* Brief: Copy the listing below without any changes, starting at the line with "Roster-mapping task: tag the stone paving" and continuing through the end of the listing.

Raw records
§

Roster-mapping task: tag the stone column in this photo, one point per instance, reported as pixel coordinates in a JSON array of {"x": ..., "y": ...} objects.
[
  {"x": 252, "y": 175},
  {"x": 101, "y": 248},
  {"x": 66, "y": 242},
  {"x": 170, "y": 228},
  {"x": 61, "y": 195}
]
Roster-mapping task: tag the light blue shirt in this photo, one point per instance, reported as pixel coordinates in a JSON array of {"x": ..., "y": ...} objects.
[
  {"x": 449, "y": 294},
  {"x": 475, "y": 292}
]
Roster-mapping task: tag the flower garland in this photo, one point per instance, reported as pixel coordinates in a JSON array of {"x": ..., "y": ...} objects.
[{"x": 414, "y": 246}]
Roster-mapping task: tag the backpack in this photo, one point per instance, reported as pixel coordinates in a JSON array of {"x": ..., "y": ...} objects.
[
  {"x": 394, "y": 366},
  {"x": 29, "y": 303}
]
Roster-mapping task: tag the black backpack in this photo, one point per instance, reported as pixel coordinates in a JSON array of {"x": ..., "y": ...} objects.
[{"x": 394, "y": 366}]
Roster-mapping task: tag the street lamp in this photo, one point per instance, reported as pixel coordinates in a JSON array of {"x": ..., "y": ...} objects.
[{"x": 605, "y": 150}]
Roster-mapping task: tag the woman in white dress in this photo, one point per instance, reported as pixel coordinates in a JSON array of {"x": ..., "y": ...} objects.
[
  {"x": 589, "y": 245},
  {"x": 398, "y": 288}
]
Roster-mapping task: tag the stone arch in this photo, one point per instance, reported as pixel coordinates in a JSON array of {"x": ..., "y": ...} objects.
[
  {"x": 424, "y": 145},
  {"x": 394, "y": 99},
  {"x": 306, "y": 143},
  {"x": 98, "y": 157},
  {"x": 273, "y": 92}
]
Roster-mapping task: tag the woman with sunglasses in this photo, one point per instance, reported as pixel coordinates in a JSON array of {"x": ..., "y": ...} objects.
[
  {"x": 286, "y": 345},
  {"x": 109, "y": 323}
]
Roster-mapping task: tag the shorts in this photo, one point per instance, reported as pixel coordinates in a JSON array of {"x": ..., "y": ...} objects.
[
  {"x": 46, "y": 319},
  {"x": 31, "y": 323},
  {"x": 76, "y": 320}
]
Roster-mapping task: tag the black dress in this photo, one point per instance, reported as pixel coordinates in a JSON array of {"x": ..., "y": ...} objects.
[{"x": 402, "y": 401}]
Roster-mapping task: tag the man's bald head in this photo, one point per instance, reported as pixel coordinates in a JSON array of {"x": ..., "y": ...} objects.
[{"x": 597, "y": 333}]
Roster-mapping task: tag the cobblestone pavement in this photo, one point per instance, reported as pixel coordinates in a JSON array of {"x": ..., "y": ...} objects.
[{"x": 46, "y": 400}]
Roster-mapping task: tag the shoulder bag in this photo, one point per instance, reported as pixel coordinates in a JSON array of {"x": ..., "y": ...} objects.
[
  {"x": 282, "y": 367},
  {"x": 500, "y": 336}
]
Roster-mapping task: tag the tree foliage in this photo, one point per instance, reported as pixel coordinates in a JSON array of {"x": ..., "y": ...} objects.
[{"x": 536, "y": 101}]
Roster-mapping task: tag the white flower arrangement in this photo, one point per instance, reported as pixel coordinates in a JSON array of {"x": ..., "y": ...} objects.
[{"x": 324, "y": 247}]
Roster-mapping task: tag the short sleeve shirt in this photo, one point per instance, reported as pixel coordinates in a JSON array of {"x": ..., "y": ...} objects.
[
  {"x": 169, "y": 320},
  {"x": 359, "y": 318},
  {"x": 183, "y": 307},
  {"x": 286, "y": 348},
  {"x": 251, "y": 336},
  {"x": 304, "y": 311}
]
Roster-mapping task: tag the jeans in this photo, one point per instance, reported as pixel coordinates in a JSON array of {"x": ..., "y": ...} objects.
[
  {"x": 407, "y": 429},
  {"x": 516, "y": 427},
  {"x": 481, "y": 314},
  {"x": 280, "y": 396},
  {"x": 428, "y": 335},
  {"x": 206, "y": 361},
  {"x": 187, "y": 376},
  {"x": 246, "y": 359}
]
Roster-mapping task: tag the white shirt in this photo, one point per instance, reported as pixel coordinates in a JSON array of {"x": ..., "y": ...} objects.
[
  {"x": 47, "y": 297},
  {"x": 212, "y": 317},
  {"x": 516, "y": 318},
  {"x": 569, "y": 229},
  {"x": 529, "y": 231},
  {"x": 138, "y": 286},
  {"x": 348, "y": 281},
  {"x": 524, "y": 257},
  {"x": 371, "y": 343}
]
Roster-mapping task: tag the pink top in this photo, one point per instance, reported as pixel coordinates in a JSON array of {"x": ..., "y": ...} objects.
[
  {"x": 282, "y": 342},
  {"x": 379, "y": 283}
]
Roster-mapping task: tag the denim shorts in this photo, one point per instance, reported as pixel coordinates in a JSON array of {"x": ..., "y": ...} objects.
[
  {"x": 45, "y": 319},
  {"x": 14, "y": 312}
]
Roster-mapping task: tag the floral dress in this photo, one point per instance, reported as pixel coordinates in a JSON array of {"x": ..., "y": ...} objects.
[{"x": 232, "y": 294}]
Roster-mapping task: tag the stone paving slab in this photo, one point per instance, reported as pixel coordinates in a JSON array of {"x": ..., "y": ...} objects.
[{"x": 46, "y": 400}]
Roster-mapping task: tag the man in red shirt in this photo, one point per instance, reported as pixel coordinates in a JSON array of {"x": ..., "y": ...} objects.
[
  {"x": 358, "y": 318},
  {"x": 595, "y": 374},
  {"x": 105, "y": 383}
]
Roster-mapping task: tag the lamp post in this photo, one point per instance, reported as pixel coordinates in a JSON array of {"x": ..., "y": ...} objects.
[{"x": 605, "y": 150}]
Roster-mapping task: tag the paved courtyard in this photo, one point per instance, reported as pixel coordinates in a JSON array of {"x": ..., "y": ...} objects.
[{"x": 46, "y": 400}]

§

* Result of this exercise:
Roster-mapping task: tag the stone paving slab in this photo, one point per instance, reported as pixel coordinates in a JSON array of {"x": ..., "y": ...} objects.
[{"x": 46, "y": 400}]
Roster-mapping task: tag the man in red shirt in this photo, one point per instance, reported as pixel coordinates in a JSON array of {"x": ..., "y": ...} objects.
[
  {"x": 358, "y": 318},
  {"x": 595, "y": 374},
  {"x": 105, "y": 383}
]
Roster-mapping task: tag the lamp post in this photo, one point per instance, reported as pixel coordinates in a JSON array of {"x": ..., "y": ...} objects.
[{"x": 605, "y": 150}]
Roster-mapping task: tag the paved courtyard in this photo, one point per instance, reported as pixel coordinates in a JSON array of {"x": ..., "y": ...} objects.
[{"x": 46, "y": 400}]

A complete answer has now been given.